Your goal
Type out all the records word for word. Any pictures are to be left out.

Given information
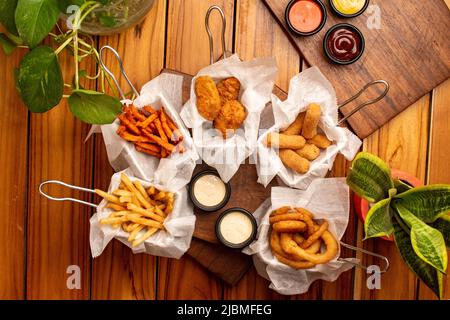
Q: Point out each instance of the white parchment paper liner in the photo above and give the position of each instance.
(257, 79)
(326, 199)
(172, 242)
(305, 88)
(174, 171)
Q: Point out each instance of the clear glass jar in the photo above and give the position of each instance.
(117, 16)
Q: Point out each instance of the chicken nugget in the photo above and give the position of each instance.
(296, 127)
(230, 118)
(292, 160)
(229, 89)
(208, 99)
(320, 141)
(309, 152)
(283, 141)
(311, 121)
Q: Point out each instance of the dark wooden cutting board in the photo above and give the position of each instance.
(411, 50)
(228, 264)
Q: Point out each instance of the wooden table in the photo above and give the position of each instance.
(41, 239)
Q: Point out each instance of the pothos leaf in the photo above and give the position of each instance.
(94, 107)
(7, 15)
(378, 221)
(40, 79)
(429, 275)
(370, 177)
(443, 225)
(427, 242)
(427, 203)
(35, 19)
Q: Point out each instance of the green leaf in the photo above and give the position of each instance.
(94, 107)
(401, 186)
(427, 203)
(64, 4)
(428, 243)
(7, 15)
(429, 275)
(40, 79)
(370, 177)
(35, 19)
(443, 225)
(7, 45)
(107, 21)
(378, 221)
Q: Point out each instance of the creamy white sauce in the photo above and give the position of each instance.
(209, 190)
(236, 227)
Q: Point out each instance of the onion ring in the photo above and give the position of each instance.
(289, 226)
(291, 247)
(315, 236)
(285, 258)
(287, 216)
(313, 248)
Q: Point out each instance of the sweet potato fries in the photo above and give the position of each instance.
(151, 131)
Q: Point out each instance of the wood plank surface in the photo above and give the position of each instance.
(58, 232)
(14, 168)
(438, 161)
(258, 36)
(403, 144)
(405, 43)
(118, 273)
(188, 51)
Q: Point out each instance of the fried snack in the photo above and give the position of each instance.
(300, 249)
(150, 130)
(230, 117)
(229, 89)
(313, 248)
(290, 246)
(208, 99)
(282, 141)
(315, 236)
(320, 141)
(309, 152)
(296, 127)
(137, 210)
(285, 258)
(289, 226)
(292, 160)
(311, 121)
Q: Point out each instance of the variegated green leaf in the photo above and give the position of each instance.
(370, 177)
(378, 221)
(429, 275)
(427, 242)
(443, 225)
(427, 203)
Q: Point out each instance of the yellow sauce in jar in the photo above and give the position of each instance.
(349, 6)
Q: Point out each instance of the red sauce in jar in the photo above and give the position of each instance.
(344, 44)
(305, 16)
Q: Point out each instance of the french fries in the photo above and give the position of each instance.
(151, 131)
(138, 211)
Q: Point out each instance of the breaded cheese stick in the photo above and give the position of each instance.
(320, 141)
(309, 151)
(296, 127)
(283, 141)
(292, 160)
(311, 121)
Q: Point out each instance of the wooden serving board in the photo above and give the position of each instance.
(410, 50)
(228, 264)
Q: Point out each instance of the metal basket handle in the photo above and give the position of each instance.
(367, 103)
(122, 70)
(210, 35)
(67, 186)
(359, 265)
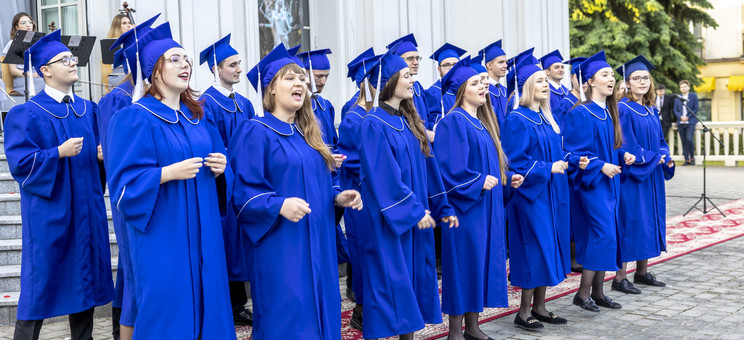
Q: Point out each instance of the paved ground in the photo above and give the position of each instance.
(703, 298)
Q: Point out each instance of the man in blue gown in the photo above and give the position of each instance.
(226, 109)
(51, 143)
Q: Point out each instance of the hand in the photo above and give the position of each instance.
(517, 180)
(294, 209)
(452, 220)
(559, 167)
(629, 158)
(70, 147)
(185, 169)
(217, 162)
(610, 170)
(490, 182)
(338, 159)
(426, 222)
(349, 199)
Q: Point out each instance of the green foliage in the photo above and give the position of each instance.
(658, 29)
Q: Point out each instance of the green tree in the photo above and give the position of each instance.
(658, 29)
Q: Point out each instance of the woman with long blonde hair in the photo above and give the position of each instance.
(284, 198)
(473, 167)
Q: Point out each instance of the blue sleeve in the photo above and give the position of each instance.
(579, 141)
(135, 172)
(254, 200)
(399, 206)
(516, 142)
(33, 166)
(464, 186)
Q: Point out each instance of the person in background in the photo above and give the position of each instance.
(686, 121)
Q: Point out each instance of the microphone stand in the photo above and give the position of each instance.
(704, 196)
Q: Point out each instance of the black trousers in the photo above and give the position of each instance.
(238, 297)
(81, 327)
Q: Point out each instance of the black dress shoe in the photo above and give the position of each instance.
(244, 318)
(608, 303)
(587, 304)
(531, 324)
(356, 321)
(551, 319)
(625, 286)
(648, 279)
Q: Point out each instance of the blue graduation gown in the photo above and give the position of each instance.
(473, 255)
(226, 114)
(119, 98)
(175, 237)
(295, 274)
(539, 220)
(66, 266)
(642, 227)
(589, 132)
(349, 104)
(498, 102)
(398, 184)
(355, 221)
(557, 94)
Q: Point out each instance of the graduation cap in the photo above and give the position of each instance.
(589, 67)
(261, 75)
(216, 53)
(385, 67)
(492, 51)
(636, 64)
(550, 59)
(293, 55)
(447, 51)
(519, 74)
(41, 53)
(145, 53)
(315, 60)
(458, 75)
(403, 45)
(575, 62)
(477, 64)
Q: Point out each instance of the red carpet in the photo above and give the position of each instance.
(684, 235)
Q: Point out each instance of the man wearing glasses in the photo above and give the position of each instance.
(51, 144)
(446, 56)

Correct output
Q: Point out each instance of the white parchment paper liner in the photo above and give the position of each instance.
(257, 79)
(326, 199)
(172, 242)
(305, 88)
(174, 171)
Q: Point out each instance of the clear glass jar in the photo above and give the position of each instance.
(117, 16)
Q: Point out each instance of the chicken nugget in the photo above and give the position of each instance.
(296, 127)
(230, 118)
(292, 160)
(229, 89)
(208, 99)
(320, 141)
(309, 152)
(283, 141)
(311, 121)
Q: Point out each instance of the dark wooden cutting board in the photo above and give the position of each instance.
(411, 50)
(228, 264)
Q: Point out each instance of the wooden table in the photo above and give the position of each instance.
(41, 239)
Q: Point out each instance of the pothos leaf in the photo above and give the position of each instance.
(94, 107)
(7, 15)
(378, 221)
(40, 79)
(429, 275)
(370, 177)
(443, 225)
(427, 242)
(427, 203)
(35, 19)
Q: Point out each instance of the green leaf in the photo above and give the position of each instance.
(94, 107)
(401, 186)
(427, 203)
(64, 4)
(428, 243)
(7, 15)
(429, 275)
(40, 79)
(370, 177)
(35, 19)
(443, 225)
(7, 45)
(107, 21)
(378, 221)
Q: Point out each instance of the creamy white sauce in the photo above and give the position of each instance.
(209, 190)
(236, 227)
Q: Point out each instance of the onion ring in the photo above and give the position of each instance.
(289, 226)
(291, 247)
(315, 236)
(285, 258)
(287, 216)
(313, 248)
Q: Point out each instance of the sweet potato fries in the photo above and give the position of each instance.
(151, 131)
Q: Point out each instance of the wood plank surface in the photo above and give the position of each instance.
(58, 232)
(14, 168)
(438, 161)
(258, 36)
(403, 144)
(405, 43)
(118, 273)
(188, 51)
Q: Point out each instance of the fried snack in the photo above and give the position of each instance.
(300, 249)
(150, 130)
(230, 117)
(229, 89)
(313, 248)
(290, 246)
(208, 99)
(282, 141)
(315, 236)
(320, 141)
(309, 152)
(296, 127)
(137, 210)
(285, 258)
(289, 226)
(292, 160)
(311, 121)
Q: Point out each instance of the variegated green leaf in the photo above and give the position of each instance.
(370, 177)
(378, 221)
(429, 275)
(427, 242)
(443, 225)
(427, 203)
Q: Point out each instance of the yellow sauce in jar in the photo above and give the position of each instance.
(349, 6)
Q: Point out each instance of the red sauce in jar in the photo above and give the position of each instance.
(344, 44)
(305, 16)
Q: Point out each instance of the french fries in the photo above and give the position of each instance.
(151, 131)
(138, 211)
Q: Point out each instance of the breaded cheese stick in the photo above and give the position of each instance.
(320, 141)
(309, 151)
(296, 127)
(283, 141)
(292, 160)
(311, 121)
Q: Point out each instance of the wooden serving board in the photo above and give the position of each instance.
(410, 50)
(228, 264)
Q: Point out each instance of the metal basket handle in the photo above and give the position of each instance.
(367, 103)
(122, 70)
(210, 35)
(67, 186)
(359, 265)
Q: Point out each instance of the paved ground in the photo above and give the position of each instance.
(703, 298)
Q: Point out each instance of the man in blue gown in the photo above and give the position of each instance.
(226, 109)
(51, 143)
Q: Point out each instance of the hand in the photo above and give the position of each instance.
(517, 180)
(294, 209)
(452, 220)
(559, 167)
(629, 158)
(70, 147)
(185, 169)
(217, 162)
(610, 170)
(490, 182)
(338, 159)
(426, 222)
(349, 199)
Q: Point out each instance of the green foliage in the photo above and give the position of each instance.
(658, 29)
Q: Point out each instance of the green tree in the photo above and give the position of each instance.
(658, 29)
Q: Point out each instance of the woman with long blonde hair in the photo above and give the position of each instance.
(284, 198)
(473, 167)
Q: Point out each instance of the blue sleeve in the photo above and give the position of each instance.
(579, 141)
(135, 172)
(254, 200)
(399, 206)
(516, 142)
(33, 166)
(464, 186)
Q: Point out each instance of the person in background in the photo above and give the position of each instance.
(686, 121)
Q: Point out each instance of the microphone stand in the photo above and give the position of each instance.
(704, 196)
Q: Point out each instance of the black trousers in the photo above and give the position of each instance.
(238, 297)
(81, 327)
Q: Point out each instance of the black dress shoe in the photo above and give the position of each instance.
(244, 318)
(608, 303)
(587, 304)
(531, 324)
(356, 321)
(551, 319)
(625, 286)
(648, 279)
Q: Point out each instance of the blue graduation gown in the photo above and give the position of each instance.
(473, 255)
(226, 114)
(119, 98)
(175, 237)
(295, 274)
(539, 220)
(66, 266)
(642, 227)
(589, 132)
(349, 104)
(498, 102)
(398, 184)
(355, 221)
(557, 94)
Q: Point out each instance of the graduation cap in the photo above and give the position of each instance.
(589, 67)
(261, 75)
(216, 53)
(385, 67)
(492, 51)
(636, 64)
(550, 59)
(293, 55)
(447, 51)
(519, 74)
(41, 53)
(145, 53)
(315, 60)
(458, 75)
(403, 45)
(575, 62)
(477, 64)
Q: Point out each instance of the red carpet in the photo above and give the position of each instance.
(684, 235)
Q: Point out each instance of the man wearing glasses in the photo above and give the position of each instance.
(51, 144)
(446, 56)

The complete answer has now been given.